Data listing
# # # # #

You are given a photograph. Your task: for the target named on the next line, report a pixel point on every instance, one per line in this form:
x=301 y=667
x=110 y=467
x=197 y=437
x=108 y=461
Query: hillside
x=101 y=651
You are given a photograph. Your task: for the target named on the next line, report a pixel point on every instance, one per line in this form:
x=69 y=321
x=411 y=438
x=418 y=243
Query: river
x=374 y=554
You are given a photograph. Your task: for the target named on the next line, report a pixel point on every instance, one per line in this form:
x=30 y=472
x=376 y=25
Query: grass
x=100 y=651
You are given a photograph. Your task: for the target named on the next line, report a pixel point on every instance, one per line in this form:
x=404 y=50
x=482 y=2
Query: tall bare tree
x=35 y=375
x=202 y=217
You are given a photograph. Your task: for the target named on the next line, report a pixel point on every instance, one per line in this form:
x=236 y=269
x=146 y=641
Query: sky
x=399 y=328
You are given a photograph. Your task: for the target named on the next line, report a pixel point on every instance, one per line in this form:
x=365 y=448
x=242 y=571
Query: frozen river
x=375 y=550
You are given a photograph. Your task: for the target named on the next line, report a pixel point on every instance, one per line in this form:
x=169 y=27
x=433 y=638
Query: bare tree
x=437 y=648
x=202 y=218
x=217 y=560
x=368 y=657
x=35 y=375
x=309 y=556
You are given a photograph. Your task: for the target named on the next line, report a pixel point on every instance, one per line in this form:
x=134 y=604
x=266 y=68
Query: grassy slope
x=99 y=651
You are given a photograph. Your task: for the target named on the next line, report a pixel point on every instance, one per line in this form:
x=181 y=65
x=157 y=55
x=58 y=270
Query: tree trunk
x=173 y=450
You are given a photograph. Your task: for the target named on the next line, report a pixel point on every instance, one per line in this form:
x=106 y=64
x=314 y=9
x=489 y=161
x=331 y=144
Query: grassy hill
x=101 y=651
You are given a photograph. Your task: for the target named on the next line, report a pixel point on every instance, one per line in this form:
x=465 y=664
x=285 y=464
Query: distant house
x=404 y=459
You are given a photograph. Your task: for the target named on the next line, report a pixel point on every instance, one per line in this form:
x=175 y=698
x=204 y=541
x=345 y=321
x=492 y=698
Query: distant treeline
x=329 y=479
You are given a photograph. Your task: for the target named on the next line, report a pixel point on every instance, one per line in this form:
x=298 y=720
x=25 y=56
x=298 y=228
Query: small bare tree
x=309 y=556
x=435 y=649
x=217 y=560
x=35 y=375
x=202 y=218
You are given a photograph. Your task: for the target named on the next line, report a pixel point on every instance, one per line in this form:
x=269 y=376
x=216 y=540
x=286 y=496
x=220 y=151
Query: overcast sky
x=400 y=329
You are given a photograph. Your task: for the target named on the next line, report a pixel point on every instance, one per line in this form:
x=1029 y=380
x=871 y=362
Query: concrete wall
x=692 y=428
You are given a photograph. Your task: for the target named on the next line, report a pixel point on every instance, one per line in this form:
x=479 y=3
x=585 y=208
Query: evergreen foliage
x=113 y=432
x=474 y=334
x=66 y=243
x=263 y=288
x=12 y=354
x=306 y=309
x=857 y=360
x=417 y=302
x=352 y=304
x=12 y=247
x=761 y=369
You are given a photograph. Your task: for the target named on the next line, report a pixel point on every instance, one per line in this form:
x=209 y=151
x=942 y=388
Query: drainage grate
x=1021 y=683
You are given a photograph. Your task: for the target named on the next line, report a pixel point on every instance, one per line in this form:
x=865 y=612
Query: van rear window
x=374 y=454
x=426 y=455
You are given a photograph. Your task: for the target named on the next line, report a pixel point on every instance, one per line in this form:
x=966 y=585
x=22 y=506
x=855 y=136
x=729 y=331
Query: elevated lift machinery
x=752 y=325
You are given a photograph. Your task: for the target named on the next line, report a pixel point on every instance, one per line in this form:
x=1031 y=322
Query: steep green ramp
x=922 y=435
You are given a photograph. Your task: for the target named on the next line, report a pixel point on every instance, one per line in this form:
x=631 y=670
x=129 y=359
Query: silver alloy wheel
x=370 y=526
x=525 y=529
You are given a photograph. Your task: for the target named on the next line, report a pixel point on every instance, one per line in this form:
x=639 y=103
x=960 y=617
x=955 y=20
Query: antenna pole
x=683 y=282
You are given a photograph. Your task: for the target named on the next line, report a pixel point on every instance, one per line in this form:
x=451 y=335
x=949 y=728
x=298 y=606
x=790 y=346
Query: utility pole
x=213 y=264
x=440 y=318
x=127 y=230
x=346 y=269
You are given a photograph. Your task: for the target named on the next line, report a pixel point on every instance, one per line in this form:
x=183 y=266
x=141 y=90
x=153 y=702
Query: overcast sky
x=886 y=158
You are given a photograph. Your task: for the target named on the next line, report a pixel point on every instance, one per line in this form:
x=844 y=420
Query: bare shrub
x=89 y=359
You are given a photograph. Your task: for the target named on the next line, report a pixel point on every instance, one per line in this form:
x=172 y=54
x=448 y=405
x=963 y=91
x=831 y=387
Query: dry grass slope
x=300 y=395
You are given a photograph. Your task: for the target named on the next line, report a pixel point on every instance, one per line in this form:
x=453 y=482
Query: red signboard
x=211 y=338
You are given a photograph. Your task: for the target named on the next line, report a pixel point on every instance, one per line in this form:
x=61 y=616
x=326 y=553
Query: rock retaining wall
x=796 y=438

# # # # #

- **EXERCISE PROMPT**: Substitute "coordinate point" for "pixel point" in all of the entries above, and reproduce them with everything else left unchanged.

- **ANSWER TO THIS TASK**:
You are given a photograph. Your task: for the target named on the next line, report a coordinate point on every instance, one per line in this form:
x=301 y=667
x=110 y=467
x=197 y=437
x=108 y=461
Query: hillside
x=101 y=651
You are given a photograph. Your task: for the target named on the next line, report a coordinate point on every instance, one per line in this form:
x=69 y=321
x=411 y=438
x=418 y=243
Query: river
x=374 y=554
You are given a photograph. Your task: for the target named on the next line, report a coordinate point on every instance, one per line in this form:
x=30 y=472
x=376 y=25
Query: grass
x=100 y=651
You are given a photograph. Your task: for the target named on the next line, report a coordinate point on every instance, one per line in this form:
x=404 y=50
x=482 y=2
Query: tall bare tree
x=35 y=375
x=202 y=217
You are given a photograph. Your task: for the target named on the next line, report a coordinate point on every instance, one per line in this form:
x=236 y=269
x=146 y=641
Query: sky
x=399 y=328
You are given a photograph. Your task: for the target named on the next line, report a coordinate point on every instance, one per line in this form:
x=365 y=448
x=242 y=571
Query: frozen river
x=375 y=550
You are given a photograph. Your task: for the target named on the next line, report a coordinate point on every instance, one per line in this form:
x=169 y=27
x=433 y=638
Query: bare tree
x=437 y=648
x=202 y=218
x=217 y=560
x=368 y=657
x=35 y=375
x=309 y=556
You are given a photograph. Your task: for the target named on the next line, report a coordinate point on every instance, one per line in this form:
x=134 y=604
x=266 y=68
Query: grassy slope
x=99 y=651
You are given a photograph. Your task: for the target named on the next line, report a coordinate point on every instance, one per line in this form:
x=181 y=65
x=157 y=55
x=58 y=270
Query: tree trunk
x=173 y=450
You are given a photograph. Your task: for the target named on the next line, report a coordinate point on every instance, one per line in this form:
x=106 y=64
x=314 y=9
x=489 y=161
x=331 y=144
Query: grassy hill
x=101 y=651
You are given a photograph. Your task: for the target named on the next line, report a coordinate point on every instance, one per line in this form:
x=465 y=664
x=285 y=464
Query: distant house
x=404 y=459
You are given a photograph. Your task: for the target named on the next line, report a coordinate point on every instance, one per line in this form:
x=175 y=698
x=204 y=541
x=345 y=321
x=492 y=698
Query: distant treeline
x=329 y=479
You are given a photograph. Your task: for the target named on the next line, report a coordinate point on every instance, one per line in this form:
x=298 y=720
x=25 y=56
x=298 y=228
Query: small bare tree
x=309 y=556
x=435 y=649
x=217 y=560
x=35 y=375
x=202 y=218
You are given a photograph. Your task: for the target named on the next line, report a coordinate point on every instance, one per line in this form:
x=269 y=376
x=216 y=540
x=286 y=496
x=220 y=151
Query: overcast sky
x=400 y=329
You are given a photograph. Your task: for the target named on the next line, report a coordinate point on every instance, one per line in this form:
x=1029 y=380
x=871 y=362
Query: concrete wall
x=692 y=428
You are given a photograph. Your task: for the target named on the next line, report a coordinate point on every instance, one per line in this form:
x=479 y=3
x=585 y=208
Query: evergreen foliage
x=113 y=432
x=474 y=334
x=66 y=243
x=263 y=288
x=12 y=354
x=306 y=309
x=857 y=360
x=417 y=302
x=352 y=304
x=12 y=247
x=761 y=369
You are given a photograph. Your task: for the target named on the next line, report a coordinate point on every instance, one per line in this form:
x=209 y=151
x=942 y=388
Query: drainage grate
x=1021 y=683
You are given a photograph. Your task: for the target named on the next line, report a coordinate point on every instance, one per line in this form:
x=865 y=612
Query: van rear window
x=374 y=454
x=426 y=455
You are given a photograph. Your task: for the target named on the next line, report a coordinate point on every instance, one per line in this form:
x=966 y=585
x=22 y=506
x=855 y=136
x=729 y=331
Query: elevated lift machinery
x=752 y=325
You are given a photograph. Your task: for the target named on the next line, report a coordinate point on every instance, one per line in this form:
x=1031 y=322
Query: steep green ramp
x=922 y=435
You are given a photograph. Your task: for the target named on the next line, report a coordinate point on every instance, one per line in this form:
x=631 y=670
x=129 y=359
Query: silver alloy wheel
x=370 y=526
x=525 y=529
You are given a photograph. Your task: for the target named on the next line, report a coordinate point on every instance, one per line in this form:
x=639 y=103
x=960 y=617
x=955 y=20
Query: antenna pole
x=683 y=282
You are given a photograph. Your task: for the target named on the next line, report a coordinate point on every instance, one per line in this form:
x=451 y=335
x=949 y=728
x=298 y=606
x=790 y=346
Query: utility pole
x=213 y=264
x=440 y=318
x=127 y=230
x=346 y=269
You are given a photograph. Your task: for the target named on the next line, report a coordinate point on every instance, one per line in this form:
x=183 y=266
x=141 y=90
x=153 y=702
Query: overcast sky
x=886 y=158
You are given a photograph. Your task: for the target named on the next line, report a coordinate point on every instance, one per line in this form:
x=844 y=420
Query: bare shrub
x=89 y=359
You are given a photograph. Your task: for the target named on the next line, report a coordinate point on every instance, one per line in this form:
x=172 y=54
x=448 y=405
x=963 y=91
x=831 y=387
Query: dry grass slope
x=300 y=395
You are given a photograph. Your task: for the target named on the next line, report a coordinate point on every instance, one per line in this form:
x=453 y=482
Query: red signboard
x=211 y=338
You are given a photograph. Your task: for the target named on the next line, report a coordinate point on every instance, one per line in this form:
x=61 y=616
x=326 y=553
Query: rock retaining wall
x=796 y=438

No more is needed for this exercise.